# My Starbucks Cellulite Battle Plan Experiment



## roxybc (May 6, 2006)

So I've heard that the main ingreedient in cellulite creams is caffine, and that some celebrities swear by using coffee grounds in the shower as an exfolient to battle their cellulite. 

I don't have a coffee maker at home, but I go to Starbucks a lot and have noticed that they often have free huge bags of their coffee grounds for people to take away and use in their garden compost. So next time I'm there, and they have the free bags of coffee grounds, I'm going to take one, and use it as an exfolient in the shower for a bit and see if it works!

Has anyone ever tried using coffee grounds before??


----------



## mspixieears (May 7, 2006)

Ooh what an interesting idea! Haven't tried it but do let us know how you get along!


----------



## faerie_bel (May 7, 2006)

I have actually heard of people doing this! Apparently it can give great results so keep us posted


----------



## ostentatious (May 14, 2006)

This is a really interesting experiment! Let us know


----------



## Wattage (May 15, 2006)

lol Roxy you are too cute - though I would advise against it. I used to work at Blenz in Van and the coffee grounds go moldy super fast!! Ack!!

I would just go to Superstore and pick up a pound of really cheap ground coffee and try that. That way, you are sure to get more caffeine too!! Maybe let it sit for a few mins and soak in??

Great idea! I think I will try this!! LOL


----------



## litlaur (May 15, 2006)

I agree, buy cheaper coffee


----------



## koolmnbv (May 20, 2006)

Has anyone tried this yet??? How were the results??


----------



## stacey (May 20, 2006)

I've got some coffee grounds, I'll do this this morning!


----------



## lovalotz (May 27, 2006)

haha that sounds like an amazing experiment.
I can't wait to hear about the results


----------



## farra712 (May 28, 2006)

I made soap with honey and coffee grounds (and glycerin as its base) awhile back, and it was awesome!  The coffee grounds exfoliated a little, and the honey moisturized, and it smelled good!  I didn't use it consistantly enough to see results, but it couldn't hurt!  I did see results with a brushing technique that I used that drains the lymph system to help with cellulite.

Rows from a pointing dataset
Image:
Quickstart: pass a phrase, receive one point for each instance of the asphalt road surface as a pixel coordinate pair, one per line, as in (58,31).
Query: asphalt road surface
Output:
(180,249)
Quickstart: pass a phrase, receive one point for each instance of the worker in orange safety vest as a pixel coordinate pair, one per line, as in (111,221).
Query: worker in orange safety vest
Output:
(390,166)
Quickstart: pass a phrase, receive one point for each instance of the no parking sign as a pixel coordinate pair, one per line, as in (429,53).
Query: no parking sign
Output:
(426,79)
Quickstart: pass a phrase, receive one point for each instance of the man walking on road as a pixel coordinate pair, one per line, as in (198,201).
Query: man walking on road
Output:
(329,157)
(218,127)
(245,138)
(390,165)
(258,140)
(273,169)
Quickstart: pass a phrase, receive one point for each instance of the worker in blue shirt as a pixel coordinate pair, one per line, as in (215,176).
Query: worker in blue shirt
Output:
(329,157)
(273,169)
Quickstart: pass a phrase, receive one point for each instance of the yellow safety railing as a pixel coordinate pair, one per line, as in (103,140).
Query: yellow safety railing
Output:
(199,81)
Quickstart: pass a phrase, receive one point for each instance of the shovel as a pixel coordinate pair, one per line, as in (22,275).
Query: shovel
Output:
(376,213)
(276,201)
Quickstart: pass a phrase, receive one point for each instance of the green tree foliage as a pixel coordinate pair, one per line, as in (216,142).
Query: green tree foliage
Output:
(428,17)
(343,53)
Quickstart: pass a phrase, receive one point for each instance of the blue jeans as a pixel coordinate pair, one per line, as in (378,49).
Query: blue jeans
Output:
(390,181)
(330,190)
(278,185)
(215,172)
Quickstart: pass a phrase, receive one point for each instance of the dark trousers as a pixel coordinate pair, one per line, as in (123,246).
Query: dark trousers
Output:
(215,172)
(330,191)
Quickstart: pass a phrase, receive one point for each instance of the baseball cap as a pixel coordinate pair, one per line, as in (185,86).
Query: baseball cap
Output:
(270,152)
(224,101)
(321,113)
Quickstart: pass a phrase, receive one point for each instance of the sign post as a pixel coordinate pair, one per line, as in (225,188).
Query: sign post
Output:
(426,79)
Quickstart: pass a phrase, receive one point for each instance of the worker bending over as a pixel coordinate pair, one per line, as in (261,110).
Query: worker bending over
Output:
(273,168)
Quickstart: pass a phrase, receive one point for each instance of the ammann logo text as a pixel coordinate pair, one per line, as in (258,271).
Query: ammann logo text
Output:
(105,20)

GOAL OF THE EXERCISE:
List every ingredient farra712 names in the soap described in the cellulite thread. These entries come from a source separate from the cellulite thread.

RESPONSE TO THE EXERCISE:
Honey, coffee grounds, glycerin